How many of the rows below contain the word "metal"? Reply with the number only.

>> BEGIN Listed records

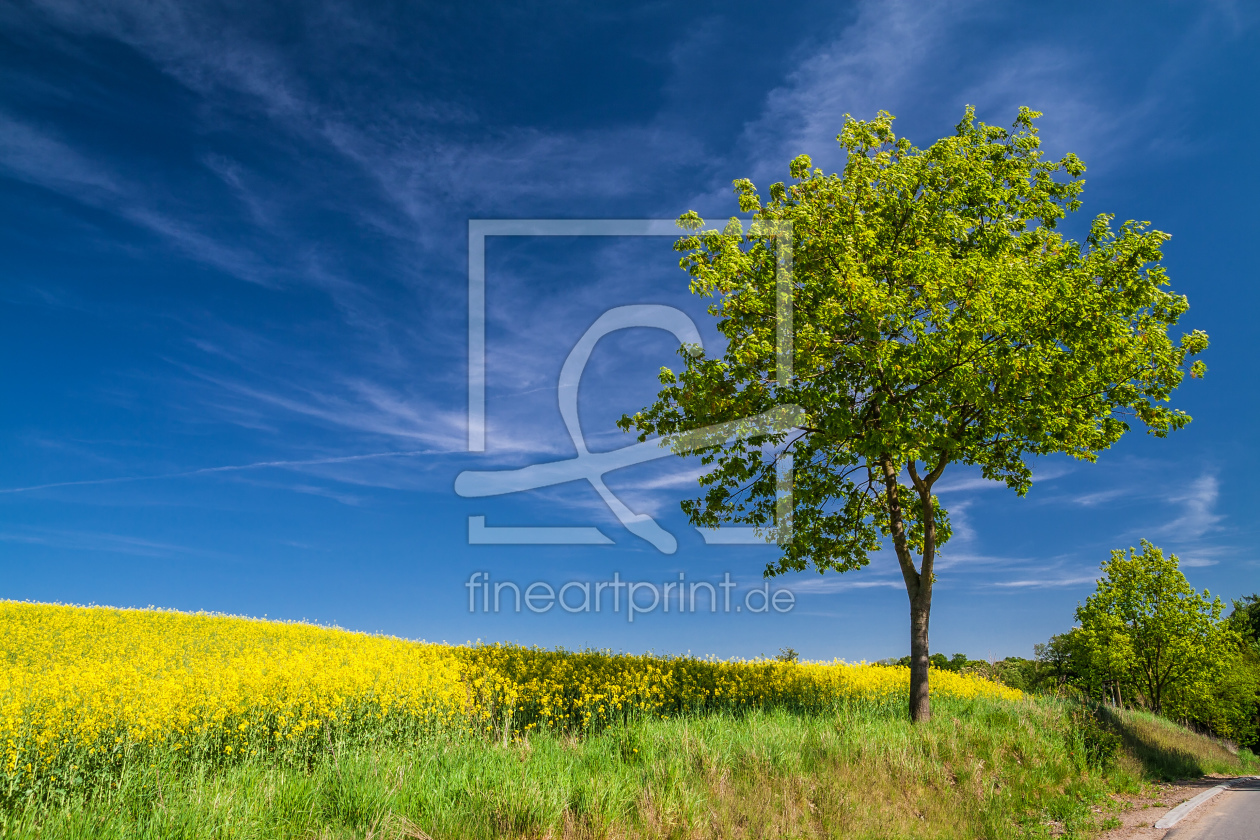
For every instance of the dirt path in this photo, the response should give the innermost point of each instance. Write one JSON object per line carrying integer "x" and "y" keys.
{"x": 1139, "y": 816}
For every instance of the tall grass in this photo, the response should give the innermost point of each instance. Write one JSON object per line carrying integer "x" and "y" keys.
{"x": 696, "y": 748}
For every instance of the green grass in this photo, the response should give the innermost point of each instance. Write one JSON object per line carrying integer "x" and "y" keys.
{"x": 977, "y": 770}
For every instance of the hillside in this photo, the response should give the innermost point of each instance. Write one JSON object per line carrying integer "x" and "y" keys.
{"x": 148, "y": 723}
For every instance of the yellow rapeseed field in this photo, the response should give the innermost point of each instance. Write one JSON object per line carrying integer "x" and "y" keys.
{"x": 86, "y": 690}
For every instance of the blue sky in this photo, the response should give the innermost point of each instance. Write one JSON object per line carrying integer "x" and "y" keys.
{"x": 233, "y": 296}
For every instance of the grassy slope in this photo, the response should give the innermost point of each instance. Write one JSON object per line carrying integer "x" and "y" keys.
{"x": 978, "y": 770}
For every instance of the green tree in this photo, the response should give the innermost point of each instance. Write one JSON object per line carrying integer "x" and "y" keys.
{"x": 1145, "y": 626}
{"x": 1245, "y": 617}
{"x": 939, "y": 319}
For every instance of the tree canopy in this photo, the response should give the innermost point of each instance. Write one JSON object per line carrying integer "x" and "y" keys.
{"x": 938, "y": 317}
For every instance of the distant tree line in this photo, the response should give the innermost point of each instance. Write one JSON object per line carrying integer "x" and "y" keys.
{"x": 1147, "y": 640}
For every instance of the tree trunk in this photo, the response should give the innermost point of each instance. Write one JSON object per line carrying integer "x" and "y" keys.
{"x": 920, "y": 708}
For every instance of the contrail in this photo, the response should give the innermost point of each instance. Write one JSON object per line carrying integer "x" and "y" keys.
{"x": 233, "y": 467}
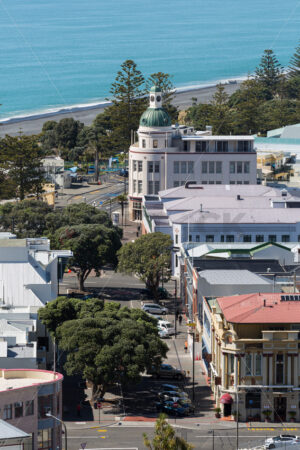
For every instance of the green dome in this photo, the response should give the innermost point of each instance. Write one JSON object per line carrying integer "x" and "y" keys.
{"x": 155, "y": 89}
{"x": 155, "y": 117}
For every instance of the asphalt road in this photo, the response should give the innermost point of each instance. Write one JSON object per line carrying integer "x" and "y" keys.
{"x": 130, "y": 437}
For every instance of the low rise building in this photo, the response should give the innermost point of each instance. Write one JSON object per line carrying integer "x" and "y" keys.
{"x": 166, "y": 156}
{"x": 26, "y": 396}
{"x": 254, "y": 360}
{"x": 12, "y": 438}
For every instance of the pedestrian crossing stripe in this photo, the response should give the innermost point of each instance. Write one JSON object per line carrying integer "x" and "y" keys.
{"x": 271, "y": 429}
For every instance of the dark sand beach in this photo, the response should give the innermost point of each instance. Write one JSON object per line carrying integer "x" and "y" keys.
{"x": 34, "y": 124}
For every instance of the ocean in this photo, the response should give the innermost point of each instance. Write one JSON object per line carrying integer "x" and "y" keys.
{"x": 57, "y": 53}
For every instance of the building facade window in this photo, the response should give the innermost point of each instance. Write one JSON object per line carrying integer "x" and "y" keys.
{"x": 176, "y": 166}
{"x": 190, "y": 166}
{"x": 222, "y": 146}
{"x": 201, "y": 146}
{"x": 29, "y": 408}
{"x": 248, "y": 363}
{"x": 258, "y": 364}
{"x": 279, "y": 369}
{"x": 18, "y": 409}
{"x": 140, "y": 186}
{"x": 7, "y": 412}
{"x": 244, "y": 146}
{"x": 45, "y": 439}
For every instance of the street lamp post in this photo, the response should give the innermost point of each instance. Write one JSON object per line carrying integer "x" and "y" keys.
{"x": 64, "y": 425}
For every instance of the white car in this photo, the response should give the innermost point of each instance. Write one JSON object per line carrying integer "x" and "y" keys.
{"x": 154, "y": 308}
{"x": 168, "y": 326}
{"x": 162, "y": 333}
{"x": 282, "y": 441}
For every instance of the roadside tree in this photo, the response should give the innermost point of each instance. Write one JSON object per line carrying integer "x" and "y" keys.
{"x": 93, "y": 246}
{"x": 105, "y": 344}
{"x": 20, "y": 160}
{"x": 149, "y": 257}
{"x": 165, "y": 437}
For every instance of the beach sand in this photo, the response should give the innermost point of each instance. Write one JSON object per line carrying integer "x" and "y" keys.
{"x": 183, "y": 99}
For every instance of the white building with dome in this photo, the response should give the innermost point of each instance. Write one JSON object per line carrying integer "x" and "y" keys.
{"x": 168, "y": 156}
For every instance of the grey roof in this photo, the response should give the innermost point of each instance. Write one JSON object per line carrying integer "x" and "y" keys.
{"x": 240, "y": 277}
{"x": 8, "y": 431}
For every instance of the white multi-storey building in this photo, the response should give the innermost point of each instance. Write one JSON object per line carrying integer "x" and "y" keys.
{"x": 167, "y": 156}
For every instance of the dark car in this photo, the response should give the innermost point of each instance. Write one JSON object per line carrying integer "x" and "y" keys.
{"x": 167, "y": 371}
{"x": 173, "y": 408}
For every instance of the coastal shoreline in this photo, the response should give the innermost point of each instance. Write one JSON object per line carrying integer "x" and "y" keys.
{"x": 32, "y": 124}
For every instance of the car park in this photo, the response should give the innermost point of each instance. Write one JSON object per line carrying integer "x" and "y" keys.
{"x": 167, "y": 371}
{"x": 168, "y": 326}
{"x": 282, "y": 441}
{"x": 154, "y": 308}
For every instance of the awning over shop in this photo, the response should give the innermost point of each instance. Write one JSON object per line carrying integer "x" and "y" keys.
{"x": 226, "y": 399}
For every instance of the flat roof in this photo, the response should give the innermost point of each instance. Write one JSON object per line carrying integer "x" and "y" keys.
{"x": 11, "y": 379}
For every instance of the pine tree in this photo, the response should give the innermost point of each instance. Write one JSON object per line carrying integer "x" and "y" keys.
{"x": 128, "y": 102}
{"x": 295, "y": 64}
{"x": 269, "y": 74}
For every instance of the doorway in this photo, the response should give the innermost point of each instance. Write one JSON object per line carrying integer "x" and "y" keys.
{"x": 227, "y": 409}
{"x": 279, "y": 409}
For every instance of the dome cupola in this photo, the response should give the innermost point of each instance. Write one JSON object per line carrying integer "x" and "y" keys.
{"x": 155, "y": 115}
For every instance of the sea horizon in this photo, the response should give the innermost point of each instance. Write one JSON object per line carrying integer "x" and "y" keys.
{"x": 65, "y": 54}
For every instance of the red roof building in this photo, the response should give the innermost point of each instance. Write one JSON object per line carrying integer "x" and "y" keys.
{"x": 261, "y": 308}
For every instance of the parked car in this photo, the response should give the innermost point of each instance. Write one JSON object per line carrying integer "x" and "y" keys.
{"x": 154, "y": 308}
{"x": 173, "y": 395}
{"x": 163, "y": 333}
{"x": 174, "y": 409}
{"x": 167, "y": 371}
{"x": 282, "y": 441}
{"x": 168, "y": 326}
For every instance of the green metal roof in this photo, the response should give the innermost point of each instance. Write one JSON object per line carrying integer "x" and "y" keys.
{"x": 155, "y": 117}
{"x": 155, "y": 89}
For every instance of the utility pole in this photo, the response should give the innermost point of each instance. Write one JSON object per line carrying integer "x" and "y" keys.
{"x": 175, "y": 307}
{"x": 193, "y": 366}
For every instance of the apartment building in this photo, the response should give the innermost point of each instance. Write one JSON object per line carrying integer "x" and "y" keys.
{"x": 167, "y": 156}
{"x": 26, "y": 396}
{"x": 254, "y": 359}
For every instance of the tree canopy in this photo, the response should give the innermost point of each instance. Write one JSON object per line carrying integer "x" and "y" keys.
{"x": 149, "y": 257}
{"x": 165, "y": 437}
{"x": 20, "y": 162}
{"x": 93, "y": 246}
{"x": 105, "y": 343}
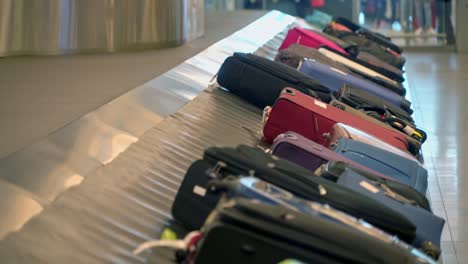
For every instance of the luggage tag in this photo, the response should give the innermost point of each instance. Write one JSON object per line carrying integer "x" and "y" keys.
{"x": 266, "y": 114}
{"x": 212, "y": 84}
{"x": 374, "y": 188}
{"x": 187, "y": 244}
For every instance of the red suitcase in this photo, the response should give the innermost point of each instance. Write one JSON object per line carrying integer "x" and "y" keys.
{"x": 297, "y": 112}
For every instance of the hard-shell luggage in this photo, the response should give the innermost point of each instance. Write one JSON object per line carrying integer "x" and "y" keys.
{"x": 251, "y": 231}
{"x": 414, "y": 145}
{"x": 294, "y": 55}
{"x": 334, "y": 169}
{"x": 359, "y": 98}
{"x": 308, "y": 38}
{"x": 364, "y": 71}
{"x": 297, "y": 112}
{"x": 381, "y": 110}
{"x": 385, "y": 162}
{"x": 428, "y": 226}
{"x": 369, "y": 46}
{"x": 372, "y": 36}
{"x": 371, "y": 61}
{"x": 260, "y": 81}
{"x": 339, "y": 131}
{"x": 308, "y": 154}
{"x": 194, "y": 201}
{"x": 334, "y": 80}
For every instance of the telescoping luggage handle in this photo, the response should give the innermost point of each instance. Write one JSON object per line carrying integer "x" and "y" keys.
{"x": 394, "y": 121}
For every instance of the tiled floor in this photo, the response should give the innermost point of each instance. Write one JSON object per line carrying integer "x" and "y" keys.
{"x": 438, "y": 90}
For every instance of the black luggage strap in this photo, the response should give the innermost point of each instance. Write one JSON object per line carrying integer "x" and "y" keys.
{"x": 395, "y": 196}
{"x": 386, "y": 116}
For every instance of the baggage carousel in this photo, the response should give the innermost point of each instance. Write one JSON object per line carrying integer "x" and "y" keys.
{"x": 94, "y": 190}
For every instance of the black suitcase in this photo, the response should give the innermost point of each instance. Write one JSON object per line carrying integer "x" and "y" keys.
{"x": 334, "y": 169}
{"x": 364, "y": 71}
{"x": 295, "y": 53}
{"x": 193, "y": 201}
{"x": 371, "y": 115}
{"x": 429, "y": 226}
{"x": 260, "y": 81}
{"x": 367, "y": 45}
{"x": 373, "y": 36}
{"x": 251, "y": 231}
{"x": 382, "y": 110}
{"x": 358, "y": 98}
{"x": 372, "y": 62}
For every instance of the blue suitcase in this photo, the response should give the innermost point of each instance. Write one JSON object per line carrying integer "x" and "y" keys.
{"x": 335, "y": 79}
{"x": 399, "y": 168}
{"x": 428, "y": 226}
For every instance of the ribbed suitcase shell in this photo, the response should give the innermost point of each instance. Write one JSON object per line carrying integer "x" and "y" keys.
{"x": 401, "y": 169}
{"x": 361, "y": 69}
{"x": 297, "y": 112}
{"x": 308, "y": 38}
{"x": 340, "y": 131}
{"x": 428, "y": 226}
{"x": 334, "y": 80}
{"x": 310, "y": 155}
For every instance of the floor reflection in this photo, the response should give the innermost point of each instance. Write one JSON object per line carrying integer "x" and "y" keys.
{"x": 438, "y": 91}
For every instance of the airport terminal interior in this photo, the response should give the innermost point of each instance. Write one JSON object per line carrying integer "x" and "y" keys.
{"x": 104, "y": 107}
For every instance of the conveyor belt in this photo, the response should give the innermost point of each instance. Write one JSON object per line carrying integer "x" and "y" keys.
{"x": 127, "y": 200}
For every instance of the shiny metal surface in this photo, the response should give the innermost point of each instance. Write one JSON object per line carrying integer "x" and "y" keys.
{"x": 126, "y": 160}
{"x": 73, "y": 26}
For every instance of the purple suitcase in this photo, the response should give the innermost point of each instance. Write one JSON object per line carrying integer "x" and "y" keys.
{"x": 310, "y": 155}
{"x": 335, "y": 79}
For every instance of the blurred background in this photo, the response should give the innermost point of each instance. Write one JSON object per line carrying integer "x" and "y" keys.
{"x": 417, "y": 23}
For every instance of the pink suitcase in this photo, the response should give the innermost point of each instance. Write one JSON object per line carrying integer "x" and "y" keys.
{"x": 308, "y": 38}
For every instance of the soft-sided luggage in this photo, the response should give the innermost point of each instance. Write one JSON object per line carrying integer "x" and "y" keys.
{"x": 339, "y": 131}
{"x": 297, "y": 112}
{"x": 334, "y": 80}
{"x": 260, "y": 81}
{"x": 428, "y": 226}
{"x": 294, "y": 55}
{"x": 399, "y": 168}
{"x": 334, "y": 169}
{"x": 381, "y": 110}
{"x": 308, "y": 154}
{"x": 414, "y": 145}
{"x": 370, "y": 35}
{"x": 194, "y": 201}
{"x": 308, "y": 38}
{"x": 359, "y": 98}
{"x": 369, "y": 46}
{"x": 252, "y": 231}
{"x": 372, "y": 62}
{"x": 365, "y": 72}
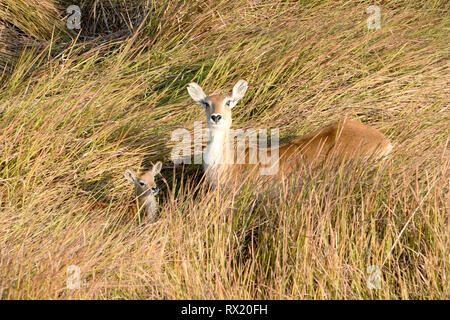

>> END Listed records

● Reply to the exercise: 2